[comp.lang.c] More crap about nil

chris@mimsy.umd.edu (Chris Torek) (05/02/90)
>        "The name of the null pointer is called 'NULL'"
>
>... but that's only what the name is called, you know.
>The name really IS "0".  But that's only the name, not a representation.
>--
>Wayne Throop <backbone>!mcnc!rti!sheol!throopw or sheol!throopw@rti.rti.org

Right.  There are three separate issues; people generally insist on
tying all three into one (so they have to be handled together).

  A.  The (runtime) representation for `the' nil pointer.

	This issue is particularly sticky.  As a programmer writing
	portable C, you (a) have no idea what the representation is and
	(b) have no idea whether there is only one representation.
	There can be---and on some machines, the most `natural' setup
	has---several different `nil's, such as a `nil pointer that
	points to bytes' versus a `nil pointer that points to words',
	or---as on an IBM PC in certain models---a `nil pointer that
	points to data' versus a `nil pointer that points to code'.
	All of these `nil's are different, at least in principle if
	not often in fact.  In some cases the difference cannot be
	swept under the rug.  The mixed-model IBM PC example is one
	of the best.  There is no way the compiler can cheat with
		#define NULL 0
	or
		#define NULL 0L
	that will hide the fact that a nil data pointer and a nil code
	pointer have different sizes in a mixed-model-memory-mode.

	Fortunately, it Just So Happens that, while you have no idea
	what representation(s) the nil pointer(s) has/have, you do
	not need to know.

  B.  The (compile-time) syntax for the nil pointer.

	In Classic C, there was only one syntax for a nil pointer.
	One wrote up an expression such that the compiler could tell
	`I mean for this to be a pointer', then wrote the constant
	`0'.  In New C, there are two: one writes up an expression
	as before, then writes either `0' or `(void *)0'.

	Other languages are more clever about this: they have a keyword
	(`nil') that tells the compiler `I want a nil'.  If C had such
	a keyword, one could use it in all situations and let the
	compiler complain when one accidentally left out the context
	telling it what *particular kind* of nil pointer one wants (see
	point A above).  Unfortunately, C is not clever this way; if a
	programmer leaves out the context, the compiler has to assume
	that the programmer meant `the integer zero' or `a nil pointer
	of type pointer-to-void'.  If you want to make sure you never
	accidentally leave out the context, there are two very simple
	ways to do this.

	Way 1: always use a cast.  (This is overkill.)

	Way 2: always use a cast in every function call.  (In Old C,
	this is never overkill and is always required.  In New C, this
	is overkill when a function prototype supplies the pointer
	context.  Not all prototypes do so, and the cast never hurts.)

  C.  The word used for the syntax (when humans read and write C code).

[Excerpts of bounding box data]
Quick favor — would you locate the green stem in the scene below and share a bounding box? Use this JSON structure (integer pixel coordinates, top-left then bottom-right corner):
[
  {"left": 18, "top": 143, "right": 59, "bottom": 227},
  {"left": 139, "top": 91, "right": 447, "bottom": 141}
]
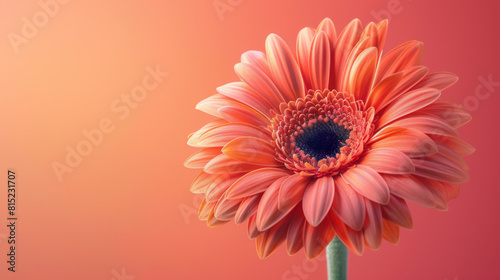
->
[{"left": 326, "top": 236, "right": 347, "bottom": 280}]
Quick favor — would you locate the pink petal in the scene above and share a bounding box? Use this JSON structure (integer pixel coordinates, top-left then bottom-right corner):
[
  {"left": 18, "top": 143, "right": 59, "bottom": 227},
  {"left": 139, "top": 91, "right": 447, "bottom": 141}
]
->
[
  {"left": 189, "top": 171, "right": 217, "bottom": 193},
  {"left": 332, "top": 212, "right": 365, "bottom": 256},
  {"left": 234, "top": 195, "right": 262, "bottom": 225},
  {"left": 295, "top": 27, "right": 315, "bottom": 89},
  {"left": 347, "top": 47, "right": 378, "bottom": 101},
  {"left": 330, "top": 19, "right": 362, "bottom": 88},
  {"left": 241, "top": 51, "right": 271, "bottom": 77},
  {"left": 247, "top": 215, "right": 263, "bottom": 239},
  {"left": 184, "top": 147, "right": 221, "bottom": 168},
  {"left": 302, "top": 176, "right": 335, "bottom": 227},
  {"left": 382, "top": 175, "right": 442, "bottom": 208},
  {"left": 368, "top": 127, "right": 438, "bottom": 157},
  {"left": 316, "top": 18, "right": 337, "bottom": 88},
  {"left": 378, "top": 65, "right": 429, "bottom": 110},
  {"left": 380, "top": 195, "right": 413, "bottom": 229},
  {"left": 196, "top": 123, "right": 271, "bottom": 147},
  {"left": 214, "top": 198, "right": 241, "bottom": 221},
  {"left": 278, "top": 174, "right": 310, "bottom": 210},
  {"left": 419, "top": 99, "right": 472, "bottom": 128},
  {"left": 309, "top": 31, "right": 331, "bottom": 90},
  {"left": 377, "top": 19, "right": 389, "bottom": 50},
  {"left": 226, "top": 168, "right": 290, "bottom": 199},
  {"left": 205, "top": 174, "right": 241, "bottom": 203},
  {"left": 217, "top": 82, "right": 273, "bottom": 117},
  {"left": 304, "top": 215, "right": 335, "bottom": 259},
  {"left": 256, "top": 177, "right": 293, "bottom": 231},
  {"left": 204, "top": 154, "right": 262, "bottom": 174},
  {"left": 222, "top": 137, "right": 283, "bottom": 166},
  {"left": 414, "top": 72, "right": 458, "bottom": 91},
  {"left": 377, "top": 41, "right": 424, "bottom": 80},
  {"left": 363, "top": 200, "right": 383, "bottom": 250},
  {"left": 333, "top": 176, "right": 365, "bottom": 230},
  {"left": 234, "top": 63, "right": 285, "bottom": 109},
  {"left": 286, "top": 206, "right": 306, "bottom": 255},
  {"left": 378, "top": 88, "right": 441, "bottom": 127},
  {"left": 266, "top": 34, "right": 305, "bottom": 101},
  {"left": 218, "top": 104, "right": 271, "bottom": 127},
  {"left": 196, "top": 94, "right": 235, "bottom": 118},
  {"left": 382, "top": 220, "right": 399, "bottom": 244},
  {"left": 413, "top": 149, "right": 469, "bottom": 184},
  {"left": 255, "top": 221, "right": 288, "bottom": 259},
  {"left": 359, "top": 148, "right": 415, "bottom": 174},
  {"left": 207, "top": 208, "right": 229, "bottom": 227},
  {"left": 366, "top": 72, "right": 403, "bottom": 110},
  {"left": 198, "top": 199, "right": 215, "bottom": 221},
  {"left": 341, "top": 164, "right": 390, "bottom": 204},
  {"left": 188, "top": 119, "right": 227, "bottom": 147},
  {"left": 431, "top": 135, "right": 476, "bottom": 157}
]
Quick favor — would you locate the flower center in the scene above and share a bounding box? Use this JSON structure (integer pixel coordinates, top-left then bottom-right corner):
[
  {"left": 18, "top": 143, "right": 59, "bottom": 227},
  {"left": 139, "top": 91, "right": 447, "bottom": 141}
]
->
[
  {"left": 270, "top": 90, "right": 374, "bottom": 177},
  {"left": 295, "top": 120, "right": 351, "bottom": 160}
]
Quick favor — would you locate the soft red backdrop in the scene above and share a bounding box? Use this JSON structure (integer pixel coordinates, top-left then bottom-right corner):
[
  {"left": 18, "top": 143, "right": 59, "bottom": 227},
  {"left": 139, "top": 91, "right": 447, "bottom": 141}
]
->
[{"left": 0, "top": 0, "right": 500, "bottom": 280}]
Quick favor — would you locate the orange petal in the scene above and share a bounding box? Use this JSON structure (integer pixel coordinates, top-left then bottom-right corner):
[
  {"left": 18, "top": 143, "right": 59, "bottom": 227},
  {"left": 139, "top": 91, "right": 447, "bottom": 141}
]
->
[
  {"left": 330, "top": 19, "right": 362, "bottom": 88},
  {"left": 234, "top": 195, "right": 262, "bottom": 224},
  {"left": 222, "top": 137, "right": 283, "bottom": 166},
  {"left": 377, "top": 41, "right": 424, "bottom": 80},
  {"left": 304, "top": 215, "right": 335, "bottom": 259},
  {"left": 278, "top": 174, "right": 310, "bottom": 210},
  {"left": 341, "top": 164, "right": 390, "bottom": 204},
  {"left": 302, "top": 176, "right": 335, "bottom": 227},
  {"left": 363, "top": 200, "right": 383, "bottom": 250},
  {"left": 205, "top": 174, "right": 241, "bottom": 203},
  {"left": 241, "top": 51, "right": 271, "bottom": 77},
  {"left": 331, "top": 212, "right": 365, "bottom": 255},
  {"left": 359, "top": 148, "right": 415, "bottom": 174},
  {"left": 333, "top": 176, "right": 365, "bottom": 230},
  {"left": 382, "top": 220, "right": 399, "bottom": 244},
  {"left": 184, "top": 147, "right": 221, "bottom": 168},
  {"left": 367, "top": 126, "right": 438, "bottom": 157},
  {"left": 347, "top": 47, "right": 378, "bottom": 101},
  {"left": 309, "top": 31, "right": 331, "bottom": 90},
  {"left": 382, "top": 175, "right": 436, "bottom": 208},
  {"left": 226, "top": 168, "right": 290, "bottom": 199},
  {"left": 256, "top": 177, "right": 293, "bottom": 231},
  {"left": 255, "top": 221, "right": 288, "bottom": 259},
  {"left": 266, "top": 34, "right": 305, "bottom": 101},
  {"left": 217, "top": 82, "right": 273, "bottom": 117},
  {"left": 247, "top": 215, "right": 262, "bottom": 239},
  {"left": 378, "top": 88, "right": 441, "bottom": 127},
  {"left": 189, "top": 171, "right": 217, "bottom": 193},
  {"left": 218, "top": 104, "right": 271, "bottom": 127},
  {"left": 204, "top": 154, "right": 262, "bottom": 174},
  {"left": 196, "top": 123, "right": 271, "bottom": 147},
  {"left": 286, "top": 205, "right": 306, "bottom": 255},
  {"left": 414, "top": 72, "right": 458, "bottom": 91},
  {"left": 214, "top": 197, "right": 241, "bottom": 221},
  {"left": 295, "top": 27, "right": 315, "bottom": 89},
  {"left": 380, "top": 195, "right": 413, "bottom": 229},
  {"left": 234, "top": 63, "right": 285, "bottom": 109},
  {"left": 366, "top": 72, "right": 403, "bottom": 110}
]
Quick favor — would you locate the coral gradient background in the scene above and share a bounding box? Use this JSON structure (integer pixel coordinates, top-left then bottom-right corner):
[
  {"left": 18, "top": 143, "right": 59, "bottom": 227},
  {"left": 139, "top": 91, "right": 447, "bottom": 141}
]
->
* * *
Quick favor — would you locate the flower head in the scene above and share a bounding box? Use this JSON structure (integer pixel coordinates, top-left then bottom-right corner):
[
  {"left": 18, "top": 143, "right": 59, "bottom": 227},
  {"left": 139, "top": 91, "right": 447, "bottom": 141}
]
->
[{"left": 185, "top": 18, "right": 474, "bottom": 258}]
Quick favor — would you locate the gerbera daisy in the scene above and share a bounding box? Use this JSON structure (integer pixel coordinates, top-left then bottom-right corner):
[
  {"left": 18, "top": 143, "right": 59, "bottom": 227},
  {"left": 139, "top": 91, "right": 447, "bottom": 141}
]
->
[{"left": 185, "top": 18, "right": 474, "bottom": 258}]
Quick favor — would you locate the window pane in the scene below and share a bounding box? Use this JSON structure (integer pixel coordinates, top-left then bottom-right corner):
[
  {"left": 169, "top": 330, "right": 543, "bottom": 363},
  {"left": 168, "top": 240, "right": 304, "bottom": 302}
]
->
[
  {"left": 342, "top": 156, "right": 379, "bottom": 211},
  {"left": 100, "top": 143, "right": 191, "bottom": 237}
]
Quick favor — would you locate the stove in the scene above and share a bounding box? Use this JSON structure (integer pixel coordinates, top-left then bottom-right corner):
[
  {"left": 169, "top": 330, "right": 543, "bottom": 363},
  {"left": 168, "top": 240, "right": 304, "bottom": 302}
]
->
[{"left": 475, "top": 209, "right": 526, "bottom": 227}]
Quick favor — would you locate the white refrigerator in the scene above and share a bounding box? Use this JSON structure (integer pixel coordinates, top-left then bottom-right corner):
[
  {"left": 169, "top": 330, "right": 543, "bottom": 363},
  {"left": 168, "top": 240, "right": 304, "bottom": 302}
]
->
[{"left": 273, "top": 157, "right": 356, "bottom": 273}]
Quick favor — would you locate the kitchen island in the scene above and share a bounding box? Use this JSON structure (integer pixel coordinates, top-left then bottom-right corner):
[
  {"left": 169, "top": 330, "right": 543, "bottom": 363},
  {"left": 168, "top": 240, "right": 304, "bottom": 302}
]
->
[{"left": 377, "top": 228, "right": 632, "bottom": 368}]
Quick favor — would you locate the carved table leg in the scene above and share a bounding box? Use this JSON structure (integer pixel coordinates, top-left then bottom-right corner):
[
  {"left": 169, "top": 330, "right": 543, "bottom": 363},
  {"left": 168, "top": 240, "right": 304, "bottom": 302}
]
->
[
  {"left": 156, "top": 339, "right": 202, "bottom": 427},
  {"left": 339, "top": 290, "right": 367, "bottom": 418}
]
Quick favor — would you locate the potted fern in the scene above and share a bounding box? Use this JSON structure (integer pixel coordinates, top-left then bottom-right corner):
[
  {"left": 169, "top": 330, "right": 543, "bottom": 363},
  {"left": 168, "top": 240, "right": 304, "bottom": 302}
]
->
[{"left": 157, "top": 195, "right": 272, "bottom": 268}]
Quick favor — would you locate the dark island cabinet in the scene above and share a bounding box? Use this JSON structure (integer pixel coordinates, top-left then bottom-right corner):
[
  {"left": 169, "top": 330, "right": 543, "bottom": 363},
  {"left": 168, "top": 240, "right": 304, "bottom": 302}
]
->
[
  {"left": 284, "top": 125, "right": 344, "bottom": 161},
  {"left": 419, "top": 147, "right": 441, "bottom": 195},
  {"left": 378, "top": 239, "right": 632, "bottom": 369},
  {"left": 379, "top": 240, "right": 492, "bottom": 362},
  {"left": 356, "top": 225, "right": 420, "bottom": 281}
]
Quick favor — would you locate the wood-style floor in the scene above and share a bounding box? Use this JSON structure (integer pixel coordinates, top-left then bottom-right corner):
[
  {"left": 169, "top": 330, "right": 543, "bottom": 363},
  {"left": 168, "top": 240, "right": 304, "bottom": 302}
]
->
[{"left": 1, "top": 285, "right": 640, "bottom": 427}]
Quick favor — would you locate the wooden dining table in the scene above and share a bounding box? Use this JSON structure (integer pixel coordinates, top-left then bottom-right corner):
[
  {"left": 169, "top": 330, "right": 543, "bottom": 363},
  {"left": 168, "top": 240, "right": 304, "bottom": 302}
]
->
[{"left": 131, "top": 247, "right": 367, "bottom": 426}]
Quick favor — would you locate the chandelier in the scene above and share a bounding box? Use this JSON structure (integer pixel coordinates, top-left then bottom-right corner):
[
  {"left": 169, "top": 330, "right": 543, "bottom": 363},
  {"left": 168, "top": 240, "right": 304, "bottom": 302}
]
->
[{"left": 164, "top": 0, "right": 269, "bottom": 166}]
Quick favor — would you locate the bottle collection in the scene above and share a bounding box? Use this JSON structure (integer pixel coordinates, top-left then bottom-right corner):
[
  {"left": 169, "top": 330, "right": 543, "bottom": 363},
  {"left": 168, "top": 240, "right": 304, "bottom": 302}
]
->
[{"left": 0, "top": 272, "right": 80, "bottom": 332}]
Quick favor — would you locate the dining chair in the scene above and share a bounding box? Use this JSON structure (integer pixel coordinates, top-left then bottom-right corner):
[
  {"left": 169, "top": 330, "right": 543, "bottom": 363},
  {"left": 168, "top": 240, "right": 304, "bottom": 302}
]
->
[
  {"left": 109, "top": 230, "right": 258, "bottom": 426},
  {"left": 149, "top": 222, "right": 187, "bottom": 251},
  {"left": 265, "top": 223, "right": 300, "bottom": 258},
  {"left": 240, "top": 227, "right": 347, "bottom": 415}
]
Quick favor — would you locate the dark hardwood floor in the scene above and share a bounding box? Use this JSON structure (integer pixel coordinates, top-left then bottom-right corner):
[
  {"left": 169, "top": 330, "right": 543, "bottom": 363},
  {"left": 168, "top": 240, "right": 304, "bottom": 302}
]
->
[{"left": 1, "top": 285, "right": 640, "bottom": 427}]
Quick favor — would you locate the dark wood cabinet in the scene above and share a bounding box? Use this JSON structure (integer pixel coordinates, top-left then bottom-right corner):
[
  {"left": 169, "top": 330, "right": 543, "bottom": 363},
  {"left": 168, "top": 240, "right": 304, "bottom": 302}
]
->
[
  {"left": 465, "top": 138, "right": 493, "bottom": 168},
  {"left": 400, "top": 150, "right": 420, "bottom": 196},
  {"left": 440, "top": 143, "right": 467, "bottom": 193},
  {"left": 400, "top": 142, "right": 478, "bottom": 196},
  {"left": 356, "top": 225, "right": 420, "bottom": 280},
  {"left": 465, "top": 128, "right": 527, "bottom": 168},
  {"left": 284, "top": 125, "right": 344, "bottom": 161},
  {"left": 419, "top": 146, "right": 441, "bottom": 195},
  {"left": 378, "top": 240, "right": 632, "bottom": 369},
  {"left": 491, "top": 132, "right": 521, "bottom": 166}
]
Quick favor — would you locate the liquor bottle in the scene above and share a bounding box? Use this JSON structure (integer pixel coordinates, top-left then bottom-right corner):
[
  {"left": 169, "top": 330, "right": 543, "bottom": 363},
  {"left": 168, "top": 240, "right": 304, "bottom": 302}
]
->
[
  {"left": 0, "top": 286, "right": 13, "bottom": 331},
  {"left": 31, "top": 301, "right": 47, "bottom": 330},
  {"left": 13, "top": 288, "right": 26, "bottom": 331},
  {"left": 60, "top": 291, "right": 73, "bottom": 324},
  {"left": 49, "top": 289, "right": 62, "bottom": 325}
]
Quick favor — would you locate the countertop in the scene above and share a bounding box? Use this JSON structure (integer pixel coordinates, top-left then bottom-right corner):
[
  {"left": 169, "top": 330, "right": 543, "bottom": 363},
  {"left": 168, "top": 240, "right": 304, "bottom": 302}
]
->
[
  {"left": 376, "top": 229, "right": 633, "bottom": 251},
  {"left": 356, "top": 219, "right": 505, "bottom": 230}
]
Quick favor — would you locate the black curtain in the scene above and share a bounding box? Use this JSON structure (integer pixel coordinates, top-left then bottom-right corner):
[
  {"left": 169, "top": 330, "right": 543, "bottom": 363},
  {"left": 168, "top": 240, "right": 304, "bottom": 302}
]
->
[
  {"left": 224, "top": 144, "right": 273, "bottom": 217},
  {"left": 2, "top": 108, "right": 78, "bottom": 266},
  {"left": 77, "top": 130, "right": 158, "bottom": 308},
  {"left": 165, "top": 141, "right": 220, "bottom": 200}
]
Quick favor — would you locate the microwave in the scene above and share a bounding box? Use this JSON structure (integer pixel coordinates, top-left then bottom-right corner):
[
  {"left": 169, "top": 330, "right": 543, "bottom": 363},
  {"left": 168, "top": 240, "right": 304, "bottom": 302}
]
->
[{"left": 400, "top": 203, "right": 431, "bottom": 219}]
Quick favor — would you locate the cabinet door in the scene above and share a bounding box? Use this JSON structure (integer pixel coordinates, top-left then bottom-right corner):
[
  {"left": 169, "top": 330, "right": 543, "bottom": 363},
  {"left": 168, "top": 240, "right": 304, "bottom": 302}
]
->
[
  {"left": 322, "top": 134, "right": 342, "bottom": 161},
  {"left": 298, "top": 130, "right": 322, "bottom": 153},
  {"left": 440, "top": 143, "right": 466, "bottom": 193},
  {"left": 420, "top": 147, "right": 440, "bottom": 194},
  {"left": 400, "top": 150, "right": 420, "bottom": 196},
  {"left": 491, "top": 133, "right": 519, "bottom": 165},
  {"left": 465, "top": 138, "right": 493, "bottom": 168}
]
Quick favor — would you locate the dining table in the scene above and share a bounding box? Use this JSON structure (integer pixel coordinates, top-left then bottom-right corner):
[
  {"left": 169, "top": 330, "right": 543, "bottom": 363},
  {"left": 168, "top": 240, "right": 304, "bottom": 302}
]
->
--
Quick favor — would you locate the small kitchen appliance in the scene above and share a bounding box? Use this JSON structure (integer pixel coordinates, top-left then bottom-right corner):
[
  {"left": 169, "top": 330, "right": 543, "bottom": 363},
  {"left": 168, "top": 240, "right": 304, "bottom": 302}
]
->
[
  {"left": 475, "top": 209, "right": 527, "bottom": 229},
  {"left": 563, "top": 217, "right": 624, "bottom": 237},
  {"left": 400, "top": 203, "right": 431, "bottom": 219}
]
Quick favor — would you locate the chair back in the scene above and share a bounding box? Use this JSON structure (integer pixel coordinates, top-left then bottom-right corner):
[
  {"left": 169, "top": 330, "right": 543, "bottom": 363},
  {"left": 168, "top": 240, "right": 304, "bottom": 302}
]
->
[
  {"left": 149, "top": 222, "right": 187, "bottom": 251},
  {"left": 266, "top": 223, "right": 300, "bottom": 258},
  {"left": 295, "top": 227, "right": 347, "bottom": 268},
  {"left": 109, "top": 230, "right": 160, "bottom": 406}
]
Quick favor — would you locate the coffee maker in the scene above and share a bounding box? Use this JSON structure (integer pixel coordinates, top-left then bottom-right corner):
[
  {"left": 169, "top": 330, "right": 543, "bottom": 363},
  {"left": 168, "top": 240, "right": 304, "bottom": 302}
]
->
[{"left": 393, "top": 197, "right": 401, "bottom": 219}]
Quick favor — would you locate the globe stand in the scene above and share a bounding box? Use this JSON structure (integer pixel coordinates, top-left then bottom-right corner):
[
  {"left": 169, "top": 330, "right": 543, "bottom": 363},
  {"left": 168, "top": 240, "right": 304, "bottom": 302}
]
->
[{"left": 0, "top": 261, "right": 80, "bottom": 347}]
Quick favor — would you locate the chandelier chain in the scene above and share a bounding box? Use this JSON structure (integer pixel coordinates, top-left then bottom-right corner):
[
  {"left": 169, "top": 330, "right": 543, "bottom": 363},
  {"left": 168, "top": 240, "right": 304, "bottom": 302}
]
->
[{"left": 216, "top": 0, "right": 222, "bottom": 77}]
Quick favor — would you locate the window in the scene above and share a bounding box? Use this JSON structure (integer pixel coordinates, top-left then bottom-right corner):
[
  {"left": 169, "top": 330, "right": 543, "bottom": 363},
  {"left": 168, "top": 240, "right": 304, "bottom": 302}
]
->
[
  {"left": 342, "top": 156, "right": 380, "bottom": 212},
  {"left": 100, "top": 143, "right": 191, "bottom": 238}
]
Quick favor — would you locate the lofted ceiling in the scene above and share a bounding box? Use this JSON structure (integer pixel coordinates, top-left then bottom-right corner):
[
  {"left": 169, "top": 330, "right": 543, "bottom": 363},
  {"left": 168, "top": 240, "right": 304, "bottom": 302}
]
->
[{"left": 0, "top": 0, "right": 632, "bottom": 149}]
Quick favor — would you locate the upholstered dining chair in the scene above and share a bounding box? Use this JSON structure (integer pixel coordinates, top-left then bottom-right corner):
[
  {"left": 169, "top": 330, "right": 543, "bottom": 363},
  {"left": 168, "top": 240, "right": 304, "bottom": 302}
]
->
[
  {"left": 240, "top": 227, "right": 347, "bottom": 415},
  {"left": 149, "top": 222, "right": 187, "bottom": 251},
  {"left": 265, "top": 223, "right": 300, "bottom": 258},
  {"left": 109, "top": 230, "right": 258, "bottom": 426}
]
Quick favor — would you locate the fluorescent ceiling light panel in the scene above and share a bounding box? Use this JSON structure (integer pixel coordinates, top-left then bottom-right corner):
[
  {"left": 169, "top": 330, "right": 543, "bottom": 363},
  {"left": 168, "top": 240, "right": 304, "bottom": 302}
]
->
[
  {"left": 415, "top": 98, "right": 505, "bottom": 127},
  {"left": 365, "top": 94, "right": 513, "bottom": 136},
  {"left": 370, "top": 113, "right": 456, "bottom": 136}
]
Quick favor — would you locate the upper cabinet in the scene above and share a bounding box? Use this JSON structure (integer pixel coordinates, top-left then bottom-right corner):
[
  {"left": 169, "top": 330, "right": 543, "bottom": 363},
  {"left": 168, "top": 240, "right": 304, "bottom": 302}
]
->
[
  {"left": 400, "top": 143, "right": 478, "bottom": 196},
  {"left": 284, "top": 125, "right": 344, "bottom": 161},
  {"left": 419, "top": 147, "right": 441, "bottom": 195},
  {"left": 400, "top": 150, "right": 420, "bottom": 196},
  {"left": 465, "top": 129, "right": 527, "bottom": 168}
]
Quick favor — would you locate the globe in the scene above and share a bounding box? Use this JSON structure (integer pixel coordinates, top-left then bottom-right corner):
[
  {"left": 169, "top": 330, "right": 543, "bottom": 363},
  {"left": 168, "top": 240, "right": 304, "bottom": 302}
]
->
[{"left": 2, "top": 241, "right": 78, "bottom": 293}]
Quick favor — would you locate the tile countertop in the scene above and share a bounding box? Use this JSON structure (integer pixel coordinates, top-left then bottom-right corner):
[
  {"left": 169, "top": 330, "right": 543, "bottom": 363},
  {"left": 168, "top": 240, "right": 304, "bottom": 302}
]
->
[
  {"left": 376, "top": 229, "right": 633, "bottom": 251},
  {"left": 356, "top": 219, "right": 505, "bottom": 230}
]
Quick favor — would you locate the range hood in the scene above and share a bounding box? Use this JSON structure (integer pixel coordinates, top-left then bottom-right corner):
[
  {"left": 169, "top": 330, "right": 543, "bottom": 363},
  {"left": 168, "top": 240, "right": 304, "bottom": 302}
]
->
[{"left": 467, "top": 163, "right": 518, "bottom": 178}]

Set of tasks
• 1. In the post about nil pointers in C, what two ways of writing the constant for a nil pointer does New C allow?
• 2. Pick up the post about nil pointers in C after its last line and keep writing it.

Answers to each task
• 1. `0` or `(void *)0`.

• 2.
	K&R (both editions), and many programming styles, recommend
	that programmers write `NULL' when they mean `I think I have
	supplied context for the compiler, and I want a nil pointer of
	the particular kind specified by this context'.  This helps the
	human reading the code tell that (a) you think you supplied a
	pointer context (whether you did or not) and (b) that you
	wanted a nil pointer of some kind.  A competent C programmer
	should be able to tell whether there is in fact sufficient
	context for the compiler, and any C programmer should be able
	to tell that you meant `a nil pointer of some kind'.  The
	competent maintenance programmer can then find the context, see
	what kind of nil is going to get used, and decide whether this
	is the right thing to do.  (The same competent maintenance
	programmer might find instead that the context is missing,
	which might well be the source of the bug that sent said
	maintenance programmer off to look at the code in the first
	place.)

	You can, of course, use the compile-time syntax for the nil
	pointer (i.e., `0') instead of NULL---after all, you *did*
	provide the context the compiler needs (you did, right? ... are
	you *sure*?).  The danger in doing this is that even a
	competent maintenance programmer can then miss the fact that
	this is supposed to be a nil pointer, not really a zero; this
	can lead the maintenance programmer astray, and your name may
	become infamous.

So, to sum up:
  - The name of the nil pointer is called NULL.
  - But that is just what the name is called.  The name itself is `0'.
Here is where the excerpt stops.